WHAT THE TASK ASKS.
The expected answer is the set of lines in the data below between the line holding "Target: two-car garage" and the line holding "[locate] the crape", inclusive, written out exactly.

SOURCE DATA.
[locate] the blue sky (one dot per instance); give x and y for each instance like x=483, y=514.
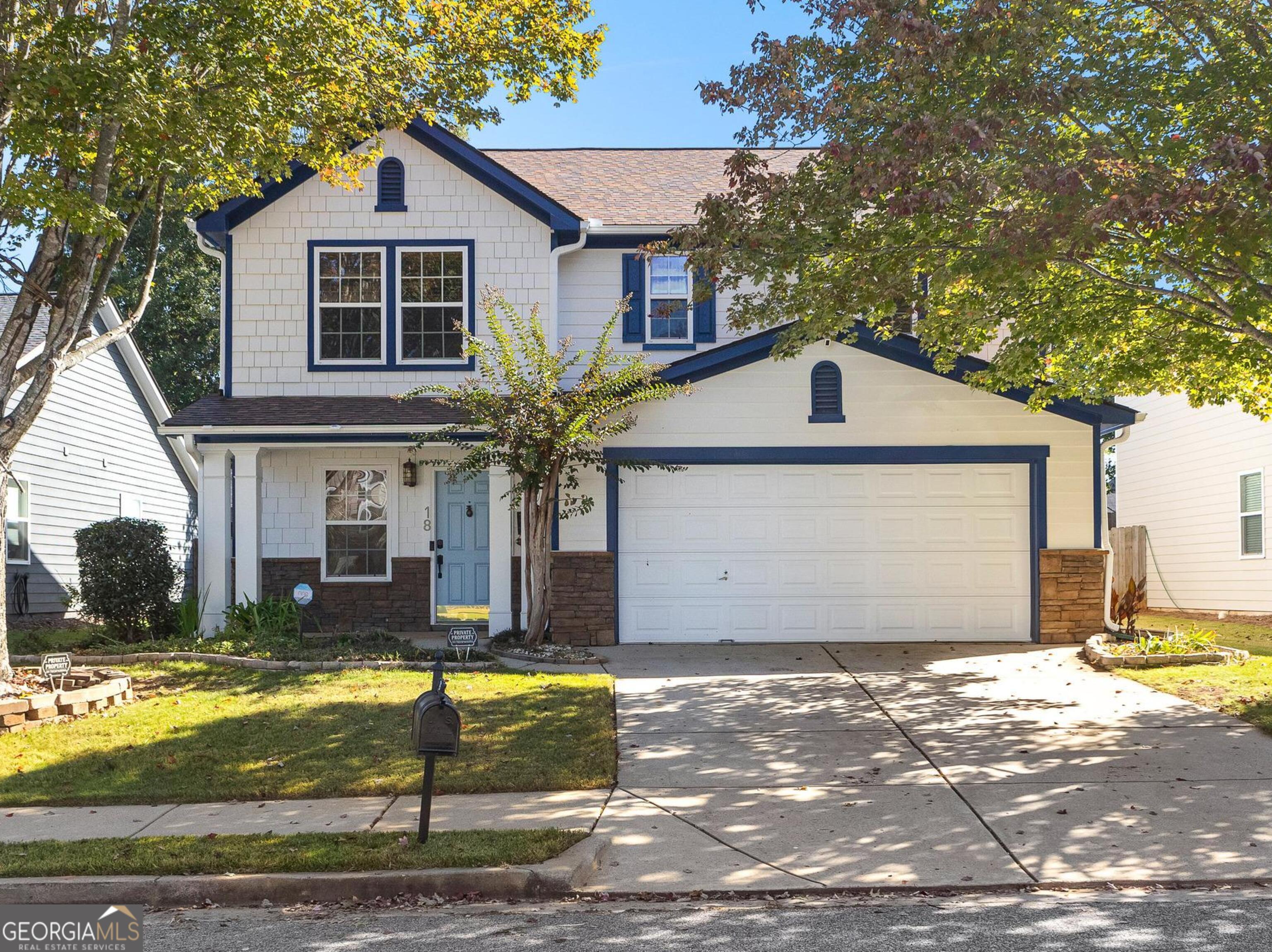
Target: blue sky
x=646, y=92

---

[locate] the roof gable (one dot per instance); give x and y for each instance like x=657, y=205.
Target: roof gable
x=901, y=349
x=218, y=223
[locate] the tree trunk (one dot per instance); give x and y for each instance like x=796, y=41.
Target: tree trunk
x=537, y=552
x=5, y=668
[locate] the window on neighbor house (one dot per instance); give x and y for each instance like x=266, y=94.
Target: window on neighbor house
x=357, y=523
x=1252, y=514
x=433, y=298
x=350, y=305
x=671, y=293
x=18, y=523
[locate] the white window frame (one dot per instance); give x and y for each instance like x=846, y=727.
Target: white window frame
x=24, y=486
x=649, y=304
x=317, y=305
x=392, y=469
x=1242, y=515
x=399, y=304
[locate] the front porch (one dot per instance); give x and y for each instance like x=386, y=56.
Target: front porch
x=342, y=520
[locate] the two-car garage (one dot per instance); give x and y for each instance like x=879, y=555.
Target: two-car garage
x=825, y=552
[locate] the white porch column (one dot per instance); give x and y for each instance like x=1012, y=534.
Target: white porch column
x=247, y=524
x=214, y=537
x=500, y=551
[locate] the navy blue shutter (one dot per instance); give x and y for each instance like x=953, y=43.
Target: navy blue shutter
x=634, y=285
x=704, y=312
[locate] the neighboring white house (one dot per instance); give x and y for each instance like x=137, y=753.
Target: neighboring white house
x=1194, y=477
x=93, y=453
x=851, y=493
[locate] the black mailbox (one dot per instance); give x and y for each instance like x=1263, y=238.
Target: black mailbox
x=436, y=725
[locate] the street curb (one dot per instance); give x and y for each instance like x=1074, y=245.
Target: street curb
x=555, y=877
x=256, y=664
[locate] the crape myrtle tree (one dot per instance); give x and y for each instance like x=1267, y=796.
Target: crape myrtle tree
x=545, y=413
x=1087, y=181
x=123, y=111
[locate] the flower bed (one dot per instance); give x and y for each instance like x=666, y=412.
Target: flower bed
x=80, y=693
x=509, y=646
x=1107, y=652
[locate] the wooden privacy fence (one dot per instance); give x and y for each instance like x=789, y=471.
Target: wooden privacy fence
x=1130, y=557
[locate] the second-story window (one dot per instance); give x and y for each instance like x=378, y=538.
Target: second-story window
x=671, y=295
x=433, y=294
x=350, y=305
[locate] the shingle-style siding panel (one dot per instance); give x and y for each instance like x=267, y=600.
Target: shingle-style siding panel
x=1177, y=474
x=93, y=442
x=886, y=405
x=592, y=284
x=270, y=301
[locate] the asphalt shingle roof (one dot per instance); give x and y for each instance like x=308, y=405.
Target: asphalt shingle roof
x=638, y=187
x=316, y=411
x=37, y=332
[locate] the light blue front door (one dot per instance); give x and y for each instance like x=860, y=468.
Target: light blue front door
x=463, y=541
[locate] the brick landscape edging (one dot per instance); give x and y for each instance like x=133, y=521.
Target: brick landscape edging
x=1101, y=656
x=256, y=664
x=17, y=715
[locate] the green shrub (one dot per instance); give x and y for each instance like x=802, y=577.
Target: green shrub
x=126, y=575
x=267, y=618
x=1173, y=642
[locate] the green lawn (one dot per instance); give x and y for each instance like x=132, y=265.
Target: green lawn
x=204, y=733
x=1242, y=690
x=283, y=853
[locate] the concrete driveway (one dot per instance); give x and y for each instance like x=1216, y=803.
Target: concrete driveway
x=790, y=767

* * *

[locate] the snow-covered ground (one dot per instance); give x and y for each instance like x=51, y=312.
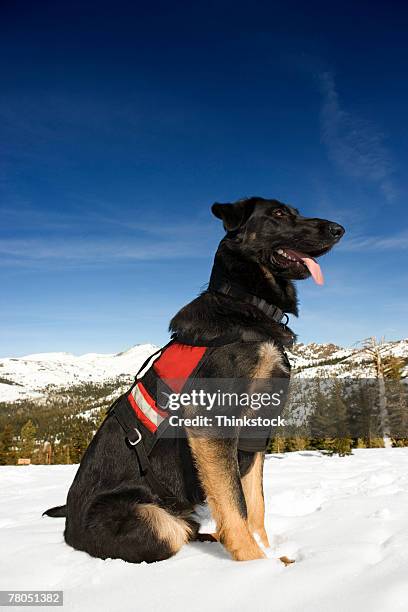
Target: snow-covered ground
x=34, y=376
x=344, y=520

RESPONSE.
Target: two-car garage
x=825, y=552
[locate] the white porch column (one dot per instance); give x and y for each instance like x=1012, y=534.
Target: white porch column
x=247, y=524
x=214, y=537
x=500, y=551
[locate] the navy blue shutter (one dot per instance); give x and y for each instance like x=953, y=43.
Target: navy blue shutter
x=634, y=285
x=704, y=312
[locate] the neighboring white house (one dot per instance); give x and y for each instance like x=137, y=753.
Target: neighboring white house
x=1194, y=477
x=93, y=453
x=851, y=493
[locate] the black mailbox (one dot per instance); give x and y for each instance like x=1263, y=238.
Target: black mailbox
x=436, y=725
[locate] the street curb (one dot per instance); give x and y for each instance like x=1074, y=245.
Target: street curb
x=555, y=877
x=256, y=664
[locate] the crape myrtle tree (one dot per instance); give x and y for each instance like x=1267, y=796.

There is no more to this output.